Please turn every line of the records below into a numbered list, leaving out any blank lines.
[Start of Data entries]
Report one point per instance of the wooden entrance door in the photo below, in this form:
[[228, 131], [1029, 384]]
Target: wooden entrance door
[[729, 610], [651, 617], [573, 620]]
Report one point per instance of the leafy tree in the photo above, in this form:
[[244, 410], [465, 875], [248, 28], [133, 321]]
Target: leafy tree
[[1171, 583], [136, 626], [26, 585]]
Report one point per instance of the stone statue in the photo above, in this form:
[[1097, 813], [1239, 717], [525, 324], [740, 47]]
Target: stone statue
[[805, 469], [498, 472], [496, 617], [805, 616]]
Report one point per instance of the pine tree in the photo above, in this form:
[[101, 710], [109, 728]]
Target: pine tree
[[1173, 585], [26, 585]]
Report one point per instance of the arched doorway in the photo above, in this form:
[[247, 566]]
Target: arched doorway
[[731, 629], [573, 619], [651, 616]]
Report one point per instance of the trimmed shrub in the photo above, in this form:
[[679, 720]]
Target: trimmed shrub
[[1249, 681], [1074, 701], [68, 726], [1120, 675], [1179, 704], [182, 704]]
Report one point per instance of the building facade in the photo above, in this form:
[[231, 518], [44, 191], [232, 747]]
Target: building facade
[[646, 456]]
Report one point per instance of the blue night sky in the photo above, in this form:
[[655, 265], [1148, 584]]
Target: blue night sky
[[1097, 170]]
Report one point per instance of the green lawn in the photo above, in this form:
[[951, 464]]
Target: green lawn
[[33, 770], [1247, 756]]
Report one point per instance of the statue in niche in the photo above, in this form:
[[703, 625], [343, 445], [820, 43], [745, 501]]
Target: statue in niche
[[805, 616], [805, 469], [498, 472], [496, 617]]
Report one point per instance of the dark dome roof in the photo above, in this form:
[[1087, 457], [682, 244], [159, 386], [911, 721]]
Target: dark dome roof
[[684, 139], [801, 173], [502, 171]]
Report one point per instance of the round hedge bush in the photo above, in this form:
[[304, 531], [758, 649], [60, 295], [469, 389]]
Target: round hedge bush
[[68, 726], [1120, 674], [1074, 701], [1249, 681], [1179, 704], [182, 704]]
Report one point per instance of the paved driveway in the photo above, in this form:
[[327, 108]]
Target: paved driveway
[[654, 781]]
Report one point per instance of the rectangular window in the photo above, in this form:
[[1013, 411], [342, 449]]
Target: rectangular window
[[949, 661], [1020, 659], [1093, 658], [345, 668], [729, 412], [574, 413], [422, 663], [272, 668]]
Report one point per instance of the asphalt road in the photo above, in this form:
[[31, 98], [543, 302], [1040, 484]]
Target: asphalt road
[End of Data entries]
▶ _Solution to the exercise_:
1. Report one point per instance of the wooden entrance door in the photo below, in this form:
2. [[228, 131], [1029, 384]]
3. Target: wooden entrance door
4. [[729, 610], [651, 617], [573, 620]]
5. Report one point per instance of the leafy tree in the photo above, in this form:
6. [[244, 410], [465, 875], [248, 28], [133, 321]]
7. Target: leafy tree
8. [[1171, 583], [136, 626], [26, 585]]
9. Report one point per instance of the stone statue in the photo above, in this form:
10. [[1097, 813], [1239, 717], [525, 324], [740, 47]]
11. Target: stone statue
12. [[805, 469], [498, 472], [496, 617], [805, 616]]
13. Report one point per instance of the pine tree in the photo above, in this form:
14. [[101, 710], [109, 728]]
15. Target: pine tree
16. [[1173, 585], [26, 585]]
17. Report one point per instance of the arched doorway in the photo above, in this form:
18. [[247, 566]]
19. Target: arched doorway
20. [[731, 629], [573, 619], [651, 616]]
21. Report one point per instance of the trimmed shrub in the photo above, in this form:
22. [[679, 720]]
23. Target: trimmed shrub
24. [[1249, 681], [1074, 701], [68, 726], [1120, 675], [1179, 704], [182, 704]]
25. Report one point per instance of the building facade in the photo above, in this form:
26. [[231, 518], [44, 191], [232, 747]]
27. Target: building facade
28. [[646, 456]]
29. Report one point per instance of the blue night sky in the photo above, in this form:
30. [[655, 265], [1148, 584]]
31. Target: blue night sky
32. [[1097, 170]]
33. Report one point per instance of the green lawn in the photo above, in this form:
34. [[951, 464]]
35. Target: green lawn
36. [[33, 770], [1247, 756]]
37. Report one point per instance of the statue in niche in the photo above, in this form:
38. [[703, 625], [343, 445], [820, 43], [745, 501]]
39. Target: statue in niche
40. [[805, 616], [805, 469], [498, 472], [496, 617]]
41. Report one point per instance of the dark dome roof in the photo above, in this form:
42. [[1087, 457], [682, 244], [159, 386], [911, 721]]
43. Target: dark dome roof
44. [[684, 139], [801, 173], [502, 171]]
45. Report one point per instance of the round hedge bush in the photo above, in this form:
46. [[304, 531], [758, 649], [60, 295], [469, 389]]
47. Target: round hedge bush
48. [[68, 726], [1120, 674], [1074, 701], [1249, 681], [1179, 704], [182, 704]]
49. Report one point per instance of the paved driveway in the photo above, in this form:
50. [[327, 108]]
51. Target: paved driveway
52. [[654, 781]]
53. Report one point per instance of the rectangular window in the photo above, in this form:
54. [[1013, 411], [342, 449]]
55. Target: rectangular window
56. [[949, 661], [1020, 659], [1093, 658], [345, 668], [729, 412], [574, 413], [422, 663], [272, 668]]
57. Report one point per instance of the asphalt road in the photo above, in this form:
58. [[31, 98], [543, 302], [1040, 484]]
59. Target: asphalt road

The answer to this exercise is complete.